** STORED ROWS **
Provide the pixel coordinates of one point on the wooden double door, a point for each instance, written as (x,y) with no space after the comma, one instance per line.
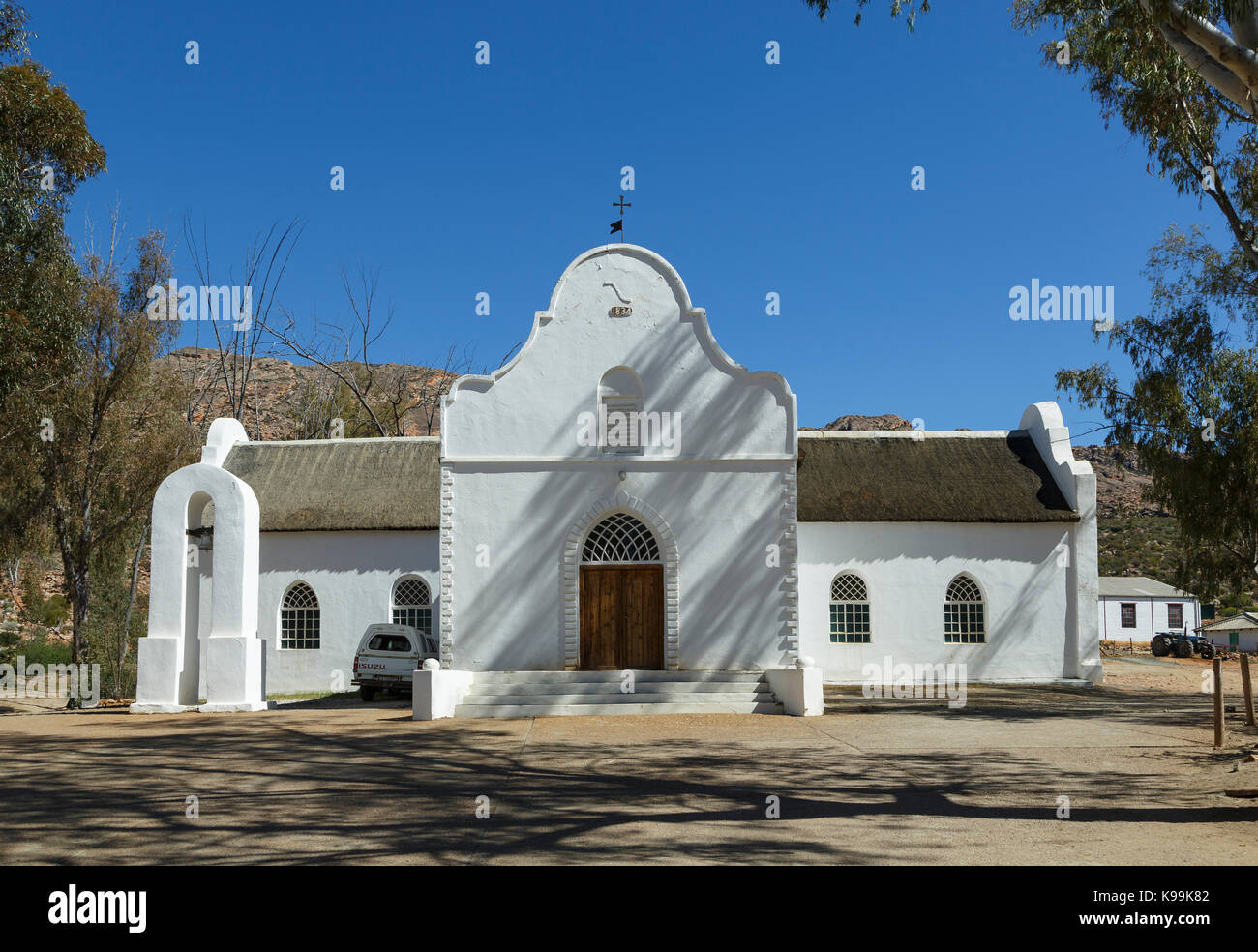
(621,617)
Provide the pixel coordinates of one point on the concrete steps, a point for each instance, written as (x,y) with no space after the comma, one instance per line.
(565,693)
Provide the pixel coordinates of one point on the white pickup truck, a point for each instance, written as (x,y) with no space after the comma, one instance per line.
(388,657)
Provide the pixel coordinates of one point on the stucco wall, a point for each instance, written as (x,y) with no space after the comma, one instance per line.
(352,575)
(508,613)
(907,569)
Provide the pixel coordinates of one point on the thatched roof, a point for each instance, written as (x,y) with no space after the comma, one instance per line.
(863,477)
(343,485)
(871,477)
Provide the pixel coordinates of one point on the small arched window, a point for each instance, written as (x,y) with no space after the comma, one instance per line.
(298,617)
(964,620)
(620,411)
(850,610)
(620,538)
(413,605)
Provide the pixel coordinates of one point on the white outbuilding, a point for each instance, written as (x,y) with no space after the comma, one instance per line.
(1135,609)
(624,497)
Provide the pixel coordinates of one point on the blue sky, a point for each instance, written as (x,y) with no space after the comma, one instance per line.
(749,177)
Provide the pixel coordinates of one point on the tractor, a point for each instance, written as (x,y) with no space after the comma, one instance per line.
(1181,644)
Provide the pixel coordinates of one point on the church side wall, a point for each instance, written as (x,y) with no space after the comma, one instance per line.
(352,574)
(907,569)
(510,529)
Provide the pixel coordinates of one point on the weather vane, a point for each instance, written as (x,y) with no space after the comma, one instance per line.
(619,224)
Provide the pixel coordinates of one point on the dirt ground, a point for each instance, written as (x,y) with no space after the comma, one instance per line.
(1120,774)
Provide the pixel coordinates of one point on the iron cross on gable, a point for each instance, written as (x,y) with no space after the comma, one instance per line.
(619,225)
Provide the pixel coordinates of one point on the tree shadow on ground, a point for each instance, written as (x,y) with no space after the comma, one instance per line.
(318,788)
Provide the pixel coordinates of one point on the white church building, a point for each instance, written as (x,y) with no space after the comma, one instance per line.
(623,497)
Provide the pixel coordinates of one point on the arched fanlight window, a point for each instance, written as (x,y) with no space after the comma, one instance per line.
(850,610)
(298,617)
(413,605)
(964,620)
(620,537)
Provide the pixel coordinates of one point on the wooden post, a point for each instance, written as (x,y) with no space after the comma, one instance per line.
(1218,701)
(1248,687)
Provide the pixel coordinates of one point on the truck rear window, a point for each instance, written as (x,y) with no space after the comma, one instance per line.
(389,642)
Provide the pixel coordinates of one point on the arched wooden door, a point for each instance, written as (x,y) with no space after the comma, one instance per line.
(621,598)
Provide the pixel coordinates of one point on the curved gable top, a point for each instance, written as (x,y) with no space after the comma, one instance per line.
(619,306)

** WHAT IS REQUIRED **
Please turn every one of the entries above into a JSON list of strings, one string per line, with blank lines dropped and the pictures left out.

** RESULT OF THE EXERCISE **
[
  "Provide the pixel coordinates of one point on the wooden double door, a point for each instance, written as (x,y) with no space after the comma, one instance per line.",
  "(621,617)",
  "Provide the pixel coordinates of one point on the concrete steps, a point for each instance, written as (x,y) with no space after the comma, one instance per line.",
  "(565,693)",
  "Provide the pixel coordinates of one point on the white pickup truck, a point for each instance, written as (x,y) with no space after the comma, one instance per line.",
  "(388,657)",
  "Provide the pixel coordinates of one point on the stucco wall, a point for each instance, written as (x,y) with no space after the comma, one instance per line.",
  "(352,575)",
  "(508,613)",
  "(907,569)",
  "Provide the pixel coordinates of one point on the thatched roof, a point for each instance, written as (x,y) with no space after the comma, one instance per line.",
  "(863,477)",
  "(343,485)",
  "(871,477)",
  "Provide the pixel coordinates of one point on the small arched window, a point for each instance, written as (x,y) with no space after the comma, one instance per line.",
  "(298,617)",
  "(964,620)",
  "(620,411)",
  "(850,610)",
  "(620,538)",
  "(413,605)",
  "Provide the pixel coordinates of one point on the white outbuilding, a point for each instance, written as (x,y) with no space after the comma, one instance per line.",
  "(1135,609)",
  "(624,497)",
  "Provide the pixel coordinates of one point on the blue sky, a point for each instance, written as (x,y) with no space after the comma, one instance per line.",
  "(749,177)",
  "Provide the pixel coordinates of one point on the tractor, a point for each instance, written as (x,y) with no space after the comma, one instance per line.",
  "(1181,644)",
  "Provide the pixel coordinates of one point on the church side wall, a point for each instance, written as (x,y) with no space after the comma, one instance per line.",
  "(352,574)",
  "(907,569)",
  "(510,529)",
  "Provide the pixel coordinates of one point on the weather vane, a point for each instance, written as (x,y) with no space after the comma, one instance per line.",
  "(619,224)",
  "Provide the pixel coordinates of one point on the dirt ground, a point for each instance, written as (x,y) with no space after the comma, one instance per line.",
  "(1120,774)",
  "Provide the pixel coordinates of one point on the iron cross on gable, a point for each instance, written as (x,y) with no space after the comma, one instance per line.",
  "(619,225)",
  "Provide the pixel coordinates of one point on the tree shadow on ground, a point for each instance, written as (x,y) with no space after the comma, one instance per line.",
  "(318,788)",
  "Provide the pixel coordinates of one point on the white church building, a point for each instance, written as (x,y) with no space after the comma, one instance per line.",
  "(623,497)",
  "Provide the pixel coordinates of one point on the arched fanlight window, a point for each instance, written as (x,y) with no space after the comma, one instance per line.",
  "(850,610)",
  "(298,617)",
  "(413,605)",
  "(964,620)",
  "(620,537)",
  "Provide the pixel coordinates of one point on the wooden post, a point for each instance, written as (x,y) with no space after the comma, one instance per line.",
  "(1218,701)",
  "(1248,687)",
  "Provide the pixel coordinates of one point on the truck rear window, a point for each instance, written as (x,y) with no space after the comma, one instance per line.",
  "(389,642)",
  "Provide the pixel coordinates of one point on the arched wooden door, a point for each instance, written as (x,y) with no space after the comma, one instance per line.",
  "(621,598)",
  "Provide the pixel coordinates of one point on the curved gable top, a point for each instance, written as (x,y) with no space after the comma, one instance per line.",
  "(619,306)"
]